**Your instructions:**
I need all the entries repeated exactly as written.

**Exercise inputs:**
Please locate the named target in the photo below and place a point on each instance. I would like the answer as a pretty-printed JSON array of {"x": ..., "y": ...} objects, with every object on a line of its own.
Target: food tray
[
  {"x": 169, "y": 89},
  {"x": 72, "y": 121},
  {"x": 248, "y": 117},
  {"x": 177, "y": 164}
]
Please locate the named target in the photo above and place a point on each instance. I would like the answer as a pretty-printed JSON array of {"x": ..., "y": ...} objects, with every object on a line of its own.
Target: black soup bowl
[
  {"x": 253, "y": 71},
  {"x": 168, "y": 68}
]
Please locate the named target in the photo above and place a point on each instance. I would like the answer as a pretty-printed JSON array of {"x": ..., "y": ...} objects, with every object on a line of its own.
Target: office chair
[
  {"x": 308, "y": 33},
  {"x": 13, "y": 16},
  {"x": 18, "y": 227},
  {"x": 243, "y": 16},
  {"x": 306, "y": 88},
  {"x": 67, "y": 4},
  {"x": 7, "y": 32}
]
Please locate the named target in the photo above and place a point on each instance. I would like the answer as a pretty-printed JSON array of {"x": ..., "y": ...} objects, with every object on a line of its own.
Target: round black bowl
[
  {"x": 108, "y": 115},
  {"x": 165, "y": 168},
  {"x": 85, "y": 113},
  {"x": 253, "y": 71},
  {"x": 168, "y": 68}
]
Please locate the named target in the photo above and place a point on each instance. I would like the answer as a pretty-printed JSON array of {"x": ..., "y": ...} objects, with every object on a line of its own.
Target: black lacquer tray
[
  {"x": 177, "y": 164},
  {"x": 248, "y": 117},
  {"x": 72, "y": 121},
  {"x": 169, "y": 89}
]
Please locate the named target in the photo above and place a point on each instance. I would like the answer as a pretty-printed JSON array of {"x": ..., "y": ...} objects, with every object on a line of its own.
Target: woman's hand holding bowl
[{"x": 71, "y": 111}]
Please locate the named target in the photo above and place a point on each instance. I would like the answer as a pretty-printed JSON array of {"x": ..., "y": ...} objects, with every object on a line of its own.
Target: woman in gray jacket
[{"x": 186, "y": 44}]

**Response for this exercise:**
Please locate the named target in the photo below and place a point on each instance. I would like the answer as a pretty-printed JSON array of {"x": ..., "y": ...} objects, with every object on a line of its own.
Target: food tray
[
  {"x": 169, "y": 89},
  {"x": 72, "y": 121},
  {"x": 248, "y": 117},
  {"x": 177, "y": 164}
]
Please locate the named target in the photo above and place a point on each instance. I would like the answer as a pretty-printed JSON array of {"x": ..., "y": ...} objects, with every object on a line of its own.
Target: black soup bowl
[
  {"x": 253, "y": 71},
  {"x": 168, "y": 68}
]
Please locate the named target in the photo above and place a point on each instance. I would like the answer as a pretty-printed JSON array of {"x": ..., "y": ...} objects, with every object on a line of its own.
Target: office chair
[
  {"x": 308, "y": 33},
  {"x": 13, "y": 16},
  {"x": 18, "y": 227},
  {"x": 243, "y": 16},
  {"x": 306, "y": 88},
  {"x": 67, "y": 4},
  {"x": 7, "y": 32}
]
Please locate the named target in the photo above and place a point on each instance. I would like the answer as a pretty-printed JSON array of {"x": ..., "y": ...} objects, with every object on a line of its own.
Target: round black bowl
[
  {"x": 108, "y": 115},
  {"x": 165, "y": 168},
  {"x": 85, "y": 113},
  {"x": 253, "y": 71},
  {"x": 168, "y": 68}
]
Please locate the named target in the photo above and place a point on each instance. I would like the answer as a pretty-printed JSON array of {"x": ..., "y": ...} objects, with every object on a line of its own.
Target: black lacquer tray
[
  {"x": 177, "y": 164},
  {"x": 248, "y": 117},
  {"x": 72, "y": 121},
  {"x": 169, "y": 89}
]
Please locate the named target in the photo above and place a point on each instance. I would like the answer as a pretty-printed JSON array of {"x": ..., "y": ...} objects, with every object on a line of its own.
Target: woman's hand holding bowl
[{"x": 71, "y": 111}]
Please locate the named target in the photo above and place a point on each instance. I would like the answer as a pretty-printed JSON array of {"x": ..., "y": ...} objects, with every object on a line of its own.
Target: woman in gray jacket
[{"x": 186, "y": 44}]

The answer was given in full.